'''
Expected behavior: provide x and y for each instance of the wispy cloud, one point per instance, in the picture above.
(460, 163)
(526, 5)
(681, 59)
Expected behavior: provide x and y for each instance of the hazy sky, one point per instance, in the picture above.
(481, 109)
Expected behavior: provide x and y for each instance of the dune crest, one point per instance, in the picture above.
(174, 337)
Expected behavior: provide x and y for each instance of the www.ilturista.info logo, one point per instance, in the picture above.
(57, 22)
'''
TASK OBJECTIVE:
Convert every line of the entries above into a JSON list of strings, with one string per line and blank lines omitted.

WRITTEN ANSWER:
[
  "Expected behavior: provide x and y for each instance of the wispy cloud, one point per instance, in the picture above.",
  "(460, 163)",
  "(526, 5)",
  "(681, 59)",
  "Expected behavior: provide x and y for each instance of the hazy sky, one point per instance, in the picture above.",
  "(481, 109)",
  "Expected behavior: provide x and y for each instance of the dune crest, one point per instance, in the picture above.",
  "(174, 337)",
  "Expected behavior: provide x and y for each instance of the www.ilturista.info logo, one point per instance, in the picture above.",
  "(57, 22)"
]